Object position labeling entries
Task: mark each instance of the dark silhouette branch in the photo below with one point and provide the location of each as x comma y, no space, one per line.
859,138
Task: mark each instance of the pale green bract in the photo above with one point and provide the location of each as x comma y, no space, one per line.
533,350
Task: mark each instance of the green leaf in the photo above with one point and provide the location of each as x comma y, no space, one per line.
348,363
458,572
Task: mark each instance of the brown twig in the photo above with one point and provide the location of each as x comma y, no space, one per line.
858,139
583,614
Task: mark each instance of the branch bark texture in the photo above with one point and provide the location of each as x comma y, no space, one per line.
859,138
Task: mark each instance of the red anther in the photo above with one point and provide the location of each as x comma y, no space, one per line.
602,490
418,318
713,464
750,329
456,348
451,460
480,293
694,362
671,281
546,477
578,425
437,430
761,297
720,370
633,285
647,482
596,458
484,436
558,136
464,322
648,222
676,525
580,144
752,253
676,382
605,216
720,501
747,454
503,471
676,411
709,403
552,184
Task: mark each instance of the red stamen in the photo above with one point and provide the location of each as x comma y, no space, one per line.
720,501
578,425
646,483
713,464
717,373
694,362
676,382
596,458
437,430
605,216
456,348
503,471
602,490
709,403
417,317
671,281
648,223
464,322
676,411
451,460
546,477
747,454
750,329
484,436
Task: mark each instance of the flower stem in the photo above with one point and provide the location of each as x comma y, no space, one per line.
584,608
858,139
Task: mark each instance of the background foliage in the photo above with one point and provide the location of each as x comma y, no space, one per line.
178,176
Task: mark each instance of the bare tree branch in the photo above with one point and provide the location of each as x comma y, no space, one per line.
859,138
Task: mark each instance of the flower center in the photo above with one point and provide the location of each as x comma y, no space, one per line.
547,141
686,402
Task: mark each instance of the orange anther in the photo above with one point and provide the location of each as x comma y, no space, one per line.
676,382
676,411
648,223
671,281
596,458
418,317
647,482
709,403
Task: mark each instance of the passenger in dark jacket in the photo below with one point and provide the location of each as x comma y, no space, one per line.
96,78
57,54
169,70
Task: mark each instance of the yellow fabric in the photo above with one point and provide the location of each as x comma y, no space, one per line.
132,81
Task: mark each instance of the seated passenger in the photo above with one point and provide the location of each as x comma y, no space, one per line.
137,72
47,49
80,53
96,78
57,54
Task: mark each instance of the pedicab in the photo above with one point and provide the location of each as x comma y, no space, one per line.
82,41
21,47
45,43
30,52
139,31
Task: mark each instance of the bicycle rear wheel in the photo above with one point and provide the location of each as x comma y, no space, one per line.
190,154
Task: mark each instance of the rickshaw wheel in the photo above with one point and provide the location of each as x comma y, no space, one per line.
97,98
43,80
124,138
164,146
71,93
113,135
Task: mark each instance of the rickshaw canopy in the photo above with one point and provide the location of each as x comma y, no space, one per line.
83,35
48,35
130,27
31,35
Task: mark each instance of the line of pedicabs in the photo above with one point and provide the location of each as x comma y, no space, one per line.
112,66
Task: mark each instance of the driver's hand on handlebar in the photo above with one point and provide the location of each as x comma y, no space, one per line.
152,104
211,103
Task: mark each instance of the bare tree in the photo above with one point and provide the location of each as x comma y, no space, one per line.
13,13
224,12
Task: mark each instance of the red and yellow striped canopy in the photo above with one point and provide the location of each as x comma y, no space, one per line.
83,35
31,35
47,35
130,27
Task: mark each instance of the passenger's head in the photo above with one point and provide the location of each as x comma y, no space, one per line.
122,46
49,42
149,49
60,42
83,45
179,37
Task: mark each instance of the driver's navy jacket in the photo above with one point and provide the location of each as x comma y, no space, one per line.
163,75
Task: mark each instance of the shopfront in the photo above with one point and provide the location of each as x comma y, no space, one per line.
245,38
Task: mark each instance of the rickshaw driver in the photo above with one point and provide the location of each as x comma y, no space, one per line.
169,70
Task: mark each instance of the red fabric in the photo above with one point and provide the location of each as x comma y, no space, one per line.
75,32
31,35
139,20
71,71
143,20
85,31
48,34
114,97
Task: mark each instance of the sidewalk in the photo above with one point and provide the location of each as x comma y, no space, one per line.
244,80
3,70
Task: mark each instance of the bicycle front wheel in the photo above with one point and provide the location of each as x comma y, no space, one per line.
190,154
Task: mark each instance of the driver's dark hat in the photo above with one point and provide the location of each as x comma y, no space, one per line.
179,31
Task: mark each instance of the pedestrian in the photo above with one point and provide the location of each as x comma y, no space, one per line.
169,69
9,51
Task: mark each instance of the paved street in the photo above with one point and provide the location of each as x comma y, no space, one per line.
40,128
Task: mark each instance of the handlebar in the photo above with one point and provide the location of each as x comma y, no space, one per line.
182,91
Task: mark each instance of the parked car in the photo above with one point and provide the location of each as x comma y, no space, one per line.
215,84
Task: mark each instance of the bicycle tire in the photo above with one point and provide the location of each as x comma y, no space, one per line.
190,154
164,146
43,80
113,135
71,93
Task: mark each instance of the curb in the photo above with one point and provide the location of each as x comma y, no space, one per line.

**EXERCISE GOAL:** Please retype, exactly as written, every line from the line containing "Task: mark each instance of the bicycle front" through the last line of the records above, including both of those lines, and nothing else.

**FULL SOLUTION:**
Task: mark each instance of the bicycle front wheel in the photo above with one point and provide the location of each as x comma y, no space, one per line.
190,154
Task: mark each instance of the driver's dark hat in the photo above with one point and provide the location of each as x comma y, no space, one per line.
179,31
Task: mark each instance of the pedestrian in the photo above with one point and provide the location of each as x comma y, no space, one per line.
169,69
9,51
Task: mark each instance of the paved street in the photo above with one point and provide the location of each as x comma y, no space, one per line.
40,128
Task: mark each instance of the handlebar in the photo above with one point and provide the location of each as x comma y, no space, one per line.
182,91
Task: mark each instance of the parked car in the photo above with one point and provide the location of each as x comma y, no space, one per line.
215,84
Task: mark each instance of the bicycle tire in the photo above with one point and provide the location of each as x comma y, no space, one per line.
190,154
164,146
43,80
113,135
71,93
Task: mark each instance of the curb in the photo above with one point and provide the location of each as x comma y, no space, one per line.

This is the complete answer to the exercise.